→ DATA TO USE:
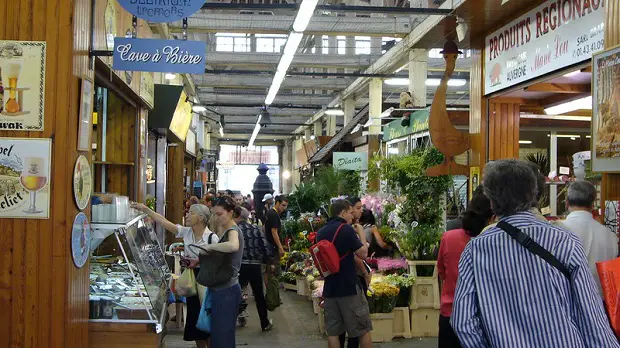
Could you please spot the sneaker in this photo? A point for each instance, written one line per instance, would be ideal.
(268, 327)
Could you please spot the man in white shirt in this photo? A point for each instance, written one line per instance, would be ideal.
(599, 243)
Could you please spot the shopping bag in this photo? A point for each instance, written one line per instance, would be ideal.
(204, 318)
(185, 285)
(609, 273)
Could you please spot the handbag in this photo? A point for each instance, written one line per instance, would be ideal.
(204, 317)
(609, 274)
(533, 247)
(215, 267)
(185, 284)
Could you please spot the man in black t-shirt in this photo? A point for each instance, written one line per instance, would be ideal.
(273, 225)
(346, 308)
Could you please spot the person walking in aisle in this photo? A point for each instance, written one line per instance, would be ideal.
(196, 232)
(346, 308)
(226, 297)
(473, 220)
(254, 256)
(525, 282)
(599, 242)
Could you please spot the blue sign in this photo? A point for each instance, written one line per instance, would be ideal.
(162, 10)
(168, 56)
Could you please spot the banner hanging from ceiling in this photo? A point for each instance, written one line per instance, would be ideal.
(167, 56)
(162, 11)
(553, 36)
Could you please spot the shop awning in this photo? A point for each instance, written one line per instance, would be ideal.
(340, 136)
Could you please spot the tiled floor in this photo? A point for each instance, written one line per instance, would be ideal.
(296, 326)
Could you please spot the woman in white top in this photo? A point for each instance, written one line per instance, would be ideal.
(195, 232)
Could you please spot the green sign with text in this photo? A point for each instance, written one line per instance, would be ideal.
(418, 122)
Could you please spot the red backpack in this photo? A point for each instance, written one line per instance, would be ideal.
(325, 255)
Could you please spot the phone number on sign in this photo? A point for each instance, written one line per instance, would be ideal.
(584, 48)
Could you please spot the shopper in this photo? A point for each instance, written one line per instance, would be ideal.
(599, 242)
(254, 256)
(346, 308)
(510, 294)
(226, 297)
(477, 215)
(195, 232)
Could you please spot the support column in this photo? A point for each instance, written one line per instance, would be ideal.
(553, 166)
(418, 64)
(349, 110)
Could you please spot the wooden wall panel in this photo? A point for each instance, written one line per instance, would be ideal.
(610, 189)
(477, 112)
(503, 126)
(44, 298)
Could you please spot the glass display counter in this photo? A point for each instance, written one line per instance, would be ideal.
(129, 281)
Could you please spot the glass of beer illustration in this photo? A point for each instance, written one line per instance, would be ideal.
(11, 73)
(33, 179)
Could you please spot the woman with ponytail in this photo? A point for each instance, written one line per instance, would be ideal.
(475, 218)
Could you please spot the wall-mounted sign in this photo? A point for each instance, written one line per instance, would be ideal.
(162, 11)
(82, 182)
(168, 56)
(22, 85)
(80, 240)
(552, 36)
(606, 111)
(350, 160)
(25, 169)
(418, 122)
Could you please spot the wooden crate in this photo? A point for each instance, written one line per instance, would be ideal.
(302, 287)
(402, 322)
(382, 327)
(424, 322)
(425, 291)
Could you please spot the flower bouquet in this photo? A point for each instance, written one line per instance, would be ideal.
(382, 297)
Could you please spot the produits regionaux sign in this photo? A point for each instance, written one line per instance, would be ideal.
(167, 56)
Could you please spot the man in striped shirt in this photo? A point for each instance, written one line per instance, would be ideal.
(509, 297)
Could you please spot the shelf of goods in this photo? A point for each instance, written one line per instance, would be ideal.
(128, 286)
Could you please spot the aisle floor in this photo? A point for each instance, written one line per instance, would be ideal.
(296, 326)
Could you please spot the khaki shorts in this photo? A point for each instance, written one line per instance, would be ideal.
(348, 314)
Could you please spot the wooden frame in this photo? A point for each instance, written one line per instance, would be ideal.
(85, 126)
(605, 85)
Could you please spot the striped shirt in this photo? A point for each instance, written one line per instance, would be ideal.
(508, 297)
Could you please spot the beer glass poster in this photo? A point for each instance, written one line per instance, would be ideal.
(606, 112)
(22, 85)
(25, 167)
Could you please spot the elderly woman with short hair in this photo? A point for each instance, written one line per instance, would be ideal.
(509, 293)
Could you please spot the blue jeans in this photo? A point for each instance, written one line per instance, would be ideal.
(224, 316)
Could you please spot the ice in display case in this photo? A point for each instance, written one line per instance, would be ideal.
(129, 276)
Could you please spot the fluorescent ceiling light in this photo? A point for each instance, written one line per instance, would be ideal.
(304, 14)
(398, 81)
(559, 117)
(334, 112)
(576, 72)
(578, 104)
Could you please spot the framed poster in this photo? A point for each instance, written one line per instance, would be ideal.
(606, 111)
(82, 182)
(80, 240)
(22, 87)
(25, 174)
(86, 116)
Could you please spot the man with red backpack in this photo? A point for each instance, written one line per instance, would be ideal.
(346, 308)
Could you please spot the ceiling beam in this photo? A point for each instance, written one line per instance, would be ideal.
(210, 22)
(559, 88)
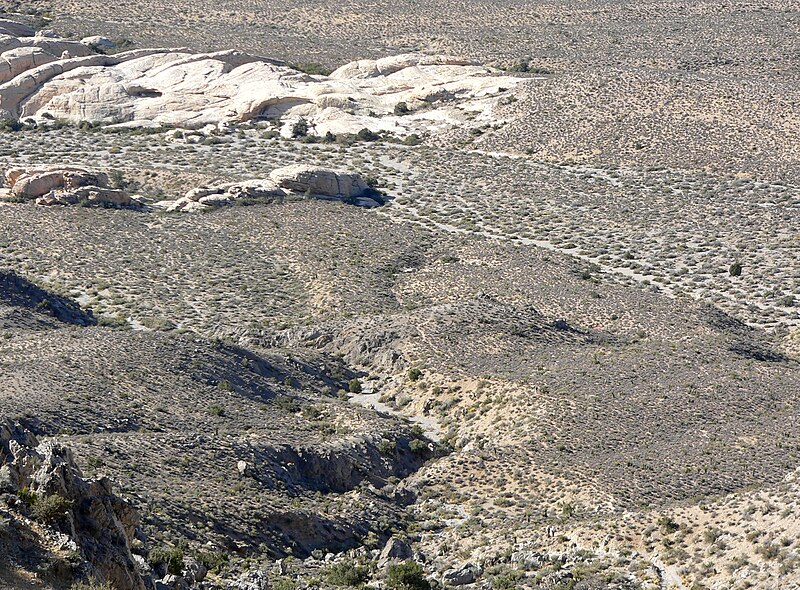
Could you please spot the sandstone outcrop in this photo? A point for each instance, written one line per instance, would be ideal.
(284, 182)
(300, 178)
(87, 517)
(50, 79)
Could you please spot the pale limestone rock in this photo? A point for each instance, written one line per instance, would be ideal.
(31, 183)
(300, 178)
(45, 79)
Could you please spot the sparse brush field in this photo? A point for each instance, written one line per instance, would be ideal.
(675, 231)
(586, 297)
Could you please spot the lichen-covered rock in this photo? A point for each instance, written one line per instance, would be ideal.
(300, 178)
(98, 524)
(31, 183)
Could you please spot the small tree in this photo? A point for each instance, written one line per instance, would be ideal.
(347, 573)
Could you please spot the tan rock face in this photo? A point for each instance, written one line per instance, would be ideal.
(100, 524)
(319, 181)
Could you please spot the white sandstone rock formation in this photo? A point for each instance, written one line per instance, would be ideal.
(298, 179)
(66, 186)
(191, 90)
(318, 181)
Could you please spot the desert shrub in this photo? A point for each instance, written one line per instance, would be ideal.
(49, 509)
(171, 557)
(668, 526)
(408, 575)
(347, 573)
(91, 585)
(284, 584)
(507, 580)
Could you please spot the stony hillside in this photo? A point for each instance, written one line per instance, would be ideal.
(411, 322)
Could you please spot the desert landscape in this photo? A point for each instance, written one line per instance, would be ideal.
(486, 295)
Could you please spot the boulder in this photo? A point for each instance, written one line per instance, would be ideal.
(91, 195)
(15, 29)
(31, 183)
(466, 574)
(61, 79)
(101, 524)
(300, 178)
(394, 550)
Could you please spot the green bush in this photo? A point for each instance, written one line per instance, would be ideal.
(91, 585)
(408, 575)
(348, 574)
(213, 561)
(172, 557)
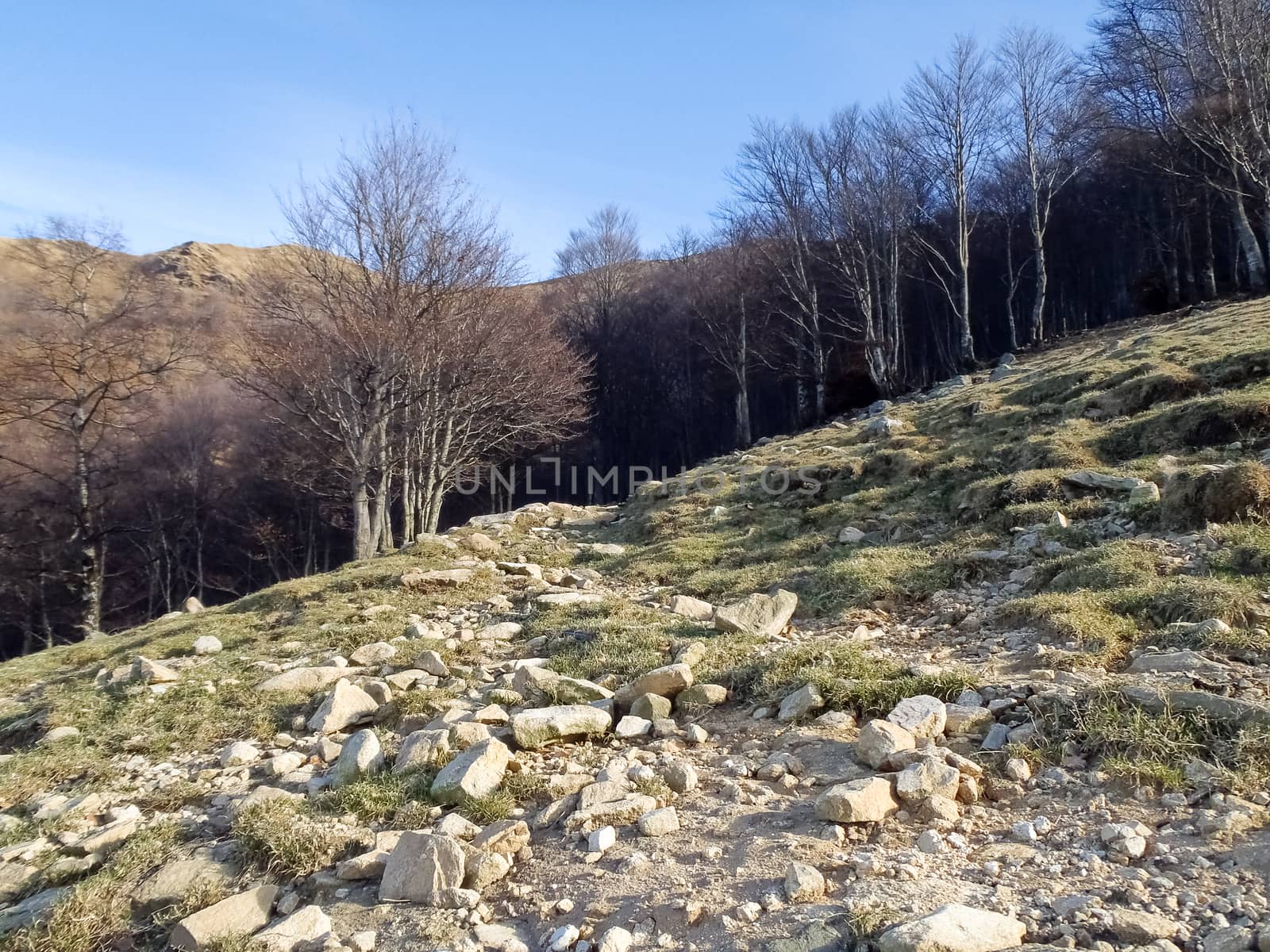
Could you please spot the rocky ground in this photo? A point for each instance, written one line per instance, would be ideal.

→ WORK TASK: Be exact. Write out all the entries and omit the pictures.

→ FINISHED TASK:
Could you please spot the sneaker in this photo? A point for each instance, written one line per instance, would be ideal.
(268, 327)
Could you please spot the man in white shirt in this photo? A point for each instance, written one line per instance, would be ideal.
(599, 243)
Could you please spot the shopping bag in this photo? A point for each instance, written one line per instance, would be ideal.
(204, 318)
(185, 285)
(609, 273)
Could you please spot the handbag in this photo? A point for each instance, written one line per instance, would be ideal.
(204, 317)
(609, 274)
(533, 247)
(215, 267)
(185, 284)
Could you please spot the man in black t-shirt in this photo? A point for each instance, written one line per instance, would be ideal.
(273, 225)
(346, 308)
Could you please spot the person walking in aisle in this photo? A point for each instance, written one line per instance, would be ideal.
(196, 232)
(346, 308)
(226, 297)
(473, 220)
(254, 256)
(525, 282)
(599, 242)
Could you please spot the blue sign in this photo? A point for each instance, written one line per instance, would be ideal.
(162, 10)
(168, 56)
Could you please spot the banner hanging from ceiling in this photo? A point for each instance, written one line per instance, would be ideal.
(167, 56)
(162, 11)
(553, 36)
Could you please spot the shop awning in this photo? A point for each instance, written one line per instance, would be ideal.
(340, 136)
Could you please spot the tiled floor in this photo? A point for each instance, written one line per instance, would be ideal.
(296, 326)
Could you please spot the woman in white top in this photo? A point for each instance, written one line per instance, would be ideal.
(195, 232)
Could you please spot the green sign with text in this photo? A point for each instance, written one line per instance, would be ideal.
(418, 122)
Could you please spot the red backpack in this photo? A point for each instance, written one line per instance, would be ideal.
(325, 255)
Could you please spot the phone number on sign in this photo? A point for each instance, written one line per instance, would be ideal.
(584, 48)
Could you please spot the shopper in this photo? A point for each instance, written one line per instance, would be ideal.
(599, 242)
(254, 256)
(346, 308)
(510, 294)
(226, 297)
(477, 215)
(195, 232)
Could you please spot the support column in this photo? A point for each instance, written one line per instance, would be ideal.
(553, 166)
(418, 64)
(349, 110)
Could you please spot the wooden wall panel in this photo? A point for each instance, written one line per instance, would be ideal.
(610, 189)
(477, 112)
(503, 126)
(44, 298)
Could you please spot the glass display counter in this photo? A point for each instance, written one line per instance, would be ideal.
(129, 281)
Could you please spot the glass of beer illustration in this photo? A point for each instance, written one line per instance, would be ideal.
(11, 73)
(33, 179)
Could you please spot the woman with ponytail in this photo? A point for each instance, written one line per instance, would be ideal.
(475, 218)
Could you please spot the wall-mounted sign in this photo? A point for each instance, written one line per instance, would be ideal.
(162, 11)
(82, 182)
(168, 56)
(22, 85)
(80, 240)
(552, 36)
(606, 111)
(350, 160)
(25, 169)
(418, 122)
Could you please spot the wooden crate in this photo? A point for each instance, written one line per instance, would be ideal.
(302, 287)
(402, 322)
(382, 327)
(424, 322)
(425, 291)
Could you please spot the flower bouquet in this photo? A point for each instance, written one line per instance, would be ideal.
(382, 297)
Could you please spot the produits regionaux sign in this photo? A point for each instance, written one line per instance, would be ideal.
(167, 56)
Could you please spot the man in striped shirt in this photo? A point for each instance, written one line per instance, would be ideal.
(509, 297)
Could you please spot the shelf of goods in this photo? A point for each instance, written one line per instance, would be ideal.
(128, 286)
Could you please spot the aisle floor in this photo? A point for each instance, written one line per instance, would be ideal.
(296, 326)
Could you please spot the khaki shorts in this photo? A point for each instance, written one line per instance, would be ideal.
(348, 314)
Could you please spot the wooden frame in this photo? A point for each instance, written one line per instance, would be ideal.
(85, 126)
(605, 85)
Could you please spot the striped shirt in this photo? A point for each instance, written one line per instance, would be ideal.
(508, 297)
Could you please spot the beer glass poster in this photo? A point for each instance, written one line per instance, would be ideal.
(606, 112)
(22, 85)
(25, 167)
Could you please spot the elderly woman with short hair in this photo? A point for each instance, written one line per instance, would be ideal.
(509, 293)
Could you please spot the blue jeans in this photo? A point for each instance, written one line per instance, would be ideal.
(224, 316)
Could you please spot the ice in display case in this photo? A point for each instance, written one line per instance, would be ideal.
(129, 276)
Could you please spot the fluorescent ceiling light in this photo? A point for each instance, written one line per instance, would be ideal.
(304, 14)
(398, 81)
(559, 117)
(334, 112)
(576, 72)
(578, 104)
Could you please spot the framed poster in this photo? A point for each instance, written one line per instance, would be ideal.
(606, 111)
(82, 182)
(80, 240)
(22, 87)
(25, 174)
(86, 116)
Could you please spot the man with red backpack in this photo? A point for each instance, written one line per instance, would be ideal.
(346, 308)
Could you please spot the ceiling beam in this photo? A point for each instance, written one line per instance, would be ideal.
(210, 22)
(559, 88)
Could you please spot the sandstone outcrop in this photo? A point for each instance, written one line per instance, would be ideal.
(284, 182)
(300, 178)
(87, 517)
(50, 79)
Could you please spot the pale limestone rock in this photo? A point for each instance, written one line per instance, would be ideal.
(31, 183)
(300, 178)
(45, 79)
Could you please spot the sparse brush field in this photo? A point for each instance, written one line per instance, would be ideal.
(675, 231)
(586, 297)
Could you please spot the lichen-covered rock in this photo? A point for each instance, written one line per instance, would be ideal.
(300, 178)
(98, 524)
(31, 183)
Could you please spot the small tree in this photo? A point for each instance, written one line per instance, would be ideal.
(347, 573)
Could you please spot the tan rock face in this photo? A point for each instance, written one line per instance, would be ideal.
(100, 524)
(319, 181)
Could you please spot the white sandstone rock formation in this photo? A point for each instance, written one line per instance, would be ideal.
(298, 179)
(66, 186)
(191, 90)
(318, 181)
Could you please spot the desert shrub in this photo? A point for each instance, written one line per instance, would be ideal.
(49, 509)
(171, 557)
(668, 526)
(408, 575)
(347, 573)
(91, 585)
(284, 584)
(507, 580)
Could you please spot the stony hillside in this photo? A point for each instance, written one line per instance, would be ideal.
(411, 322)
Could you please spot the desert landscape in this photo? A point for each instance, written one line per instance, would be ideal.
(486, 295)
Could you please spot the boulder in this photo? A point for each instance, written one line per instance, would be ideal.
(91, 195)
(15, 29)
(31, 183)
(466, 574)
(61, 79)
(101, 524)
(300, 178)
(394, 550)
Could you please spot the green bush in this photo? A point for each instance, written one line per instance, would be ideal.
(91, 585)
(408, 575)
(348, 574)
(213, 561)
(172, 557)
Could you please spot the rocky ground in this photo? A point for each instance, written one line per instance, would be ideal.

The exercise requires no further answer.